§ Task set:
a - Please retype a passage of the music course descriptions word for word, beginning at "Music 2421: Computers" and stopping after "of instructor required.".
b - In the music course descriptions, what is the prerequisite for Music 2421: Computers in Music Performance?

§ Text excerpt:
□ □ □ □ □
This workshop in music journalism will sharpen your prose, your mind, and your tongue. We’ll read the work of great journalists of the past and present who’ve written ardently and unforgettably about music— Joseph Addison, Hector Berlioz, Robert Schumann, George Bernard Shaw, Paul Griffiths, Greil Marcus, Stanley Crouch, and Alex Ross, among others. Thus inspired, we’ll dive into the vibrant musical scene of Cornell and beyond, each participant writing weekly pieces for the class blog, whose title and format will be determined by class members. In the course of the semester each student will accumulate a substantial portfolio of journalism, and stroke a love of writing about music. 3 credits

Music 2330: Music in and of East Asia 

C. Miller. (GB) (CA-AS, ALC-AS)(CU-ITL)  MWF 11:20-12:10

This course explores the breadth of music found in present day China, Japan, and Korea–from indigenous musical traditions, through adaptations of Western art music, up to the latest popular styles–as well as the presence of traditional East Asian musics outside East Asia, including right here at Cornell. In both cases, music offers a lens for examining the myriad social and cultural forces that shape it, and that are shaped by it. The course’s academic focus on critical reading and listening, written assignments, and discussion is complemented by hands-on workshops and demonstrations with student-led ensembles. 3 credits

Music 2421: Computers in Music Performance

K. Ernste.(LA-AS, ALC-AS)  TR 1:00-2:15

Prerequisite: MUSIC 1421 or permission of instructor.

A course exploring strategies and techniques for live musical performance and real-time, interactive sound manipulation with computers. 3 credits

Music 2441: Shaping Sound II

M. Papalexandri-Alexandri. (LA-AS, ALC-AS)  TR 2:45-4:00

Prerequisites/Corequisites Prerequisite: MUSIC 2440 or permission of instructor required.
□ □ □ □ □
§ Extracted information:
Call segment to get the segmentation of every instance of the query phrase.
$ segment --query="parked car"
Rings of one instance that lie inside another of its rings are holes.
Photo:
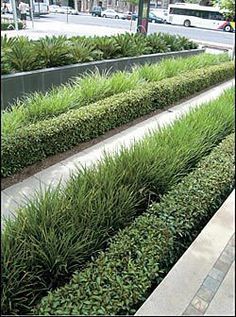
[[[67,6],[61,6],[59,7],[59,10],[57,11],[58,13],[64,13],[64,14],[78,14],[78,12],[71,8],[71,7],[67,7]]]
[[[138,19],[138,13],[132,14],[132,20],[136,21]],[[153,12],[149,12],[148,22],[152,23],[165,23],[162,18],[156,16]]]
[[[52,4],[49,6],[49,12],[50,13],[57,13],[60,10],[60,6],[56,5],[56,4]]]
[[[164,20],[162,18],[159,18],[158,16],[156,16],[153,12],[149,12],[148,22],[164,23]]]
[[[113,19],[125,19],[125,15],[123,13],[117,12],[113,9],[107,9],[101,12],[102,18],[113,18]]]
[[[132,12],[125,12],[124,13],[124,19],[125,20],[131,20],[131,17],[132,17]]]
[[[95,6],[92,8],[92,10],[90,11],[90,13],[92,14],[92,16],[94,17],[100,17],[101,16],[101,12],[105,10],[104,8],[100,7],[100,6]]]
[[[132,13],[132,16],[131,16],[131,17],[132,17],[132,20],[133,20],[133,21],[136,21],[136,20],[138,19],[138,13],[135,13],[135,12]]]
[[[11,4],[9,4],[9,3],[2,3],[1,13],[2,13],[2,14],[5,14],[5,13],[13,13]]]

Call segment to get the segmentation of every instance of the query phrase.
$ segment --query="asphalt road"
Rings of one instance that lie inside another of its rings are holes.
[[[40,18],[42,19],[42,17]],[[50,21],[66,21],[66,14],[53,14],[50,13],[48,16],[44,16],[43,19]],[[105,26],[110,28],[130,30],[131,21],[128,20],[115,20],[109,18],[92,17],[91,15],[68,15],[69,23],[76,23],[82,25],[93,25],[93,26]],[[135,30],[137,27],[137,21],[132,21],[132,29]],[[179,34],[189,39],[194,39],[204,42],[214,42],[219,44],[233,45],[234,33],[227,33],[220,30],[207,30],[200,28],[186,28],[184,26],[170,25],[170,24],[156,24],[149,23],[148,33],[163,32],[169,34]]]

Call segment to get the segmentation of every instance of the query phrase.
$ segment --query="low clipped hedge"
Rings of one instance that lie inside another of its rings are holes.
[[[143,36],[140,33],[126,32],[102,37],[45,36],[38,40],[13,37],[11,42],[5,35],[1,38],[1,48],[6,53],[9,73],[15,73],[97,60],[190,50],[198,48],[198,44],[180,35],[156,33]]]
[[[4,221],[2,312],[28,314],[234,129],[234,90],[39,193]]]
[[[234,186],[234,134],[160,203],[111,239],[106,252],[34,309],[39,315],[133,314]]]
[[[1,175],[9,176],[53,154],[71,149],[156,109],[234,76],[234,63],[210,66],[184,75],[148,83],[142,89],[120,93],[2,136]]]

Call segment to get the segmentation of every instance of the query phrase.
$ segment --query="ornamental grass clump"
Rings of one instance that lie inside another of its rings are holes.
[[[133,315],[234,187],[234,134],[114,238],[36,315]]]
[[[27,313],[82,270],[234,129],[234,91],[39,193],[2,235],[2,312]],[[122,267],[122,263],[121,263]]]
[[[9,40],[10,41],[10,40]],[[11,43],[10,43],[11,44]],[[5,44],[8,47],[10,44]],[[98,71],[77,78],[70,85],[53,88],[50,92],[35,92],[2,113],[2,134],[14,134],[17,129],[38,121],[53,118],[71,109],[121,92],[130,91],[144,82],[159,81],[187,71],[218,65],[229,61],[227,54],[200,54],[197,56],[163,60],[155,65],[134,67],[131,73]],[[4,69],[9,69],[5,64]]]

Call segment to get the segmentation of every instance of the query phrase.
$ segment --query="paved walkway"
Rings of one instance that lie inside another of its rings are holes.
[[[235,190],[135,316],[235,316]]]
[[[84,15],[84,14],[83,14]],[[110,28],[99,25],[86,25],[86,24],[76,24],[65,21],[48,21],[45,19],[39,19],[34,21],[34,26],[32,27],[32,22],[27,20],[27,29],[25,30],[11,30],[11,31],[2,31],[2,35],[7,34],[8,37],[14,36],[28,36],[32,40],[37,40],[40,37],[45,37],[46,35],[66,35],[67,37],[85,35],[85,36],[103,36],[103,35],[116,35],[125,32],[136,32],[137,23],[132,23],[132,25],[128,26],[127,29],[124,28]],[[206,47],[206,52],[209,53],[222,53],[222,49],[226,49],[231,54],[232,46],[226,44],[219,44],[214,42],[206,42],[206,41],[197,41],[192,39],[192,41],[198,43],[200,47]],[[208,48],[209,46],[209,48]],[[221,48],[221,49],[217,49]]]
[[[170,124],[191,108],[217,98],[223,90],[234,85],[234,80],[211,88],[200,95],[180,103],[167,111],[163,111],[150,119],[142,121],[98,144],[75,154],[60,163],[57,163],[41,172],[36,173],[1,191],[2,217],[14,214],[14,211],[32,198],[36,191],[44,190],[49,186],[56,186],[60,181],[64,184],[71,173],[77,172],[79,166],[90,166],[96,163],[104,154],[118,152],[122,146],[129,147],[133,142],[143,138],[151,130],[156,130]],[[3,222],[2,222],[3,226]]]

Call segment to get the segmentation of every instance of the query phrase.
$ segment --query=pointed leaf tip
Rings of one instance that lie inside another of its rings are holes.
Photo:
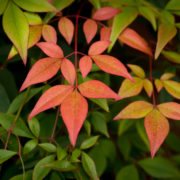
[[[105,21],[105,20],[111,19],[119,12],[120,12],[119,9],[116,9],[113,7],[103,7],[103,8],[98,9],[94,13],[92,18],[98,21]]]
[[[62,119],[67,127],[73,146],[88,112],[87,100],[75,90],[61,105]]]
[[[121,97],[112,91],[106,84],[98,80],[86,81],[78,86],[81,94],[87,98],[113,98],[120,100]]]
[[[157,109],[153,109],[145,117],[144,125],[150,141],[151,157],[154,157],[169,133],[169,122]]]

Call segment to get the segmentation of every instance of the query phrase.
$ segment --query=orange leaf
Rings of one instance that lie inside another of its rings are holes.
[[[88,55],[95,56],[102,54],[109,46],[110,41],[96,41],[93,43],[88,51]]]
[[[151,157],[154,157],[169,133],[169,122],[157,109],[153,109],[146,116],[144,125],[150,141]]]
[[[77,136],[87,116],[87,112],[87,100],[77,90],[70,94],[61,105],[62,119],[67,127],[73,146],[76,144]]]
□ □ □ □ □
§ Correct answers:
a -
Music 2421: Computers in Music Performance

K. Ernste.(LA-AS, ALC-AS)  TR 1:00-2:15

Prerequisite: MUSIC 1421 or permission of instructor.

A course exploring strategies and techniques for live musical performance and real-time, interactive sound manipulation with computers. 3 credits

Music 2441: Shaping Sound II

M. Papalexandri-Alexandri. (LA-AS, ALC-AS)  TR 2:45-4:00

Prerequisites/Corequisites Prerequisite: MUSIC 2440 or permission of instructor required.

b - MUSIC 1421 or permission of instructor.